Given request:
Each of the entries should be retyped precisely as it appears.

## start Given information

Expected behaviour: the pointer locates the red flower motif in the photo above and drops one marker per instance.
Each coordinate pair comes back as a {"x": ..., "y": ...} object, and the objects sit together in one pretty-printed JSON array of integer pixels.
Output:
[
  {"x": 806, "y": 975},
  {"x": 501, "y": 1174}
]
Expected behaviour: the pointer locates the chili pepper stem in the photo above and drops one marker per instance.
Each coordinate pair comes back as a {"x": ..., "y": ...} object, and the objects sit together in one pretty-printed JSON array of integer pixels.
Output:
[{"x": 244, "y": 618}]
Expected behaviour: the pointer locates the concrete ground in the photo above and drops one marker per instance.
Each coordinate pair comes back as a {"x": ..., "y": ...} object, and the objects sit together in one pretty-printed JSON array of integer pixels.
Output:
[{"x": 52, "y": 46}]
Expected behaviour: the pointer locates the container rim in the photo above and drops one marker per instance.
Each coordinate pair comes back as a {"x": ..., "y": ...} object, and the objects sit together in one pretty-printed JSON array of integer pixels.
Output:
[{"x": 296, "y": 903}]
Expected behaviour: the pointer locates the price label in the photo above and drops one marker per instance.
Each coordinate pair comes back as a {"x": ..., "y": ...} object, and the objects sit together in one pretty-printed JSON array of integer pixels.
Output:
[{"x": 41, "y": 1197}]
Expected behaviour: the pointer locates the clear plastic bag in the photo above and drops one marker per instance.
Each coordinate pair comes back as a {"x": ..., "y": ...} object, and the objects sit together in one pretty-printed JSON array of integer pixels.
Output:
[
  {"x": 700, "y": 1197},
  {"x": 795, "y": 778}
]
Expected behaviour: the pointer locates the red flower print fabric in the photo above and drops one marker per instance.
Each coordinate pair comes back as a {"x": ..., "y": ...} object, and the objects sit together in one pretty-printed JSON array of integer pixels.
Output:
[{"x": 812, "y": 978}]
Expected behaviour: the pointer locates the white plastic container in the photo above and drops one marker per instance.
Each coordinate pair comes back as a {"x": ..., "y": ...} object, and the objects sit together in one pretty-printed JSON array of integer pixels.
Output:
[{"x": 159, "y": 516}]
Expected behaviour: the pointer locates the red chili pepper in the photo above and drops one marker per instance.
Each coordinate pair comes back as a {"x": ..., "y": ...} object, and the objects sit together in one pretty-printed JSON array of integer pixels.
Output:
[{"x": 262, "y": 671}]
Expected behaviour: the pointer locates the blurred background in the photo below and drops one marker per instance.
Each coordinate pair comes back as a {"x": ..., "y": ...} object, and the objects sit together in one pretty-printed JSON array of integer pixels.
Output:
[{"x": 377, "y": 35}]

## end Given information

Reply:
Expected behaviour: the pointer locates the red flower motif in the photo above and drops one marker per instance.
Each coordinate pair comes back as a {"x": ..., "y": ...} object, and the objects sit together in one pretty-printed JSON array of integer pixels.
Output:
[
  {"x": 806, "y": 975},
  {"x": 501, "y": 1174}
]
Expected behaviour: the pointer locates the chili pepper stem in the photo above and drops one marker per instance.
Each coordinate pair comes back as a {"x": ..., "y": ...} object, and the objects sit together in one pretty-printed JSON array of integer pixels.
Output:
[{"x": 244, "y": 618}]
Expected behaviour: the pointer locates the concrete ground in the photo above and drops one marker per instance.
Each coordinate pair comes back as a {"x": ..., "y": ...} object, and the objects sit together in one pretty-printed JSON array of integer pixels.
Output:
[{"x": 52, "y": 46}]
Expected behaviour: the pointer locates the container rim in the photo above and drops one marker per instance.
Each coordinate pair comes back as a {"x": ..., "y": ...} object, and the objects sit together in one pretty-printed JSON array of integer pixels.
Output:
[{"x": 296, "y": 903}]
Expected behaviour: the pointer locates the price label in the photo above and drops one marker per instance.
Each coordinate pair comes back as a {"x": ..., "y": ...} object, and the objects sit together in one pretty-printed JSON array of integer pixels.
Output:
[{"x": 41, "y": 1197}]
Expected behaviour: the pointer locates the clear plastic bag in the photo above and drops one marker per instance.
Each coordinate pair comes back as a {"x": ..., "y": ...} object, and the objects sit together in one pretty-printed JSON array of integer pixels.
Output:
[
  {"x": 700, "y": 1197},
  {"x": 795, "y": 778}
]
Expected behaviour: the pointer locates the red flower print fabric in the photo above and drops one marker per instance.
Each coordinate pair comes back as a {"x": ..., "y": ...} object, and the objects sit together in one pretty-printed JSON array of integer pixels.
Output:
[{"x": 812, "y": 978}]
Expected behaviour: the pointer locates the white plastic container in the photo above and drops one marker per instance.
Each coordinate pair comes back as a {"x": ..., "y": ...} object, and the objects sit together in one pretty-printed JSON array of integer pixels.
Output:
[{"x": 159, "y": 516}]
Expected behaviour: the pointer locates the red chili pepper in the photo above and drops one marker per instance.
Each coordinate pair comes back as a {"x": ..., "y": ...} object, and the objects sit together in one pretty-printed JSON array of integer pixels.
Output:
[{"x": 262, "y": 671}]
Expected behaviour: the pointer locates the blurred background in the photo below and drops one marker per instance.
Each coordinate pair comes back as a {"x": ..., "y": ...} object, and the objects sit together in one pretty-printed JSON array of integer pixels.
Output:
[{"x": 377, "y": 35}]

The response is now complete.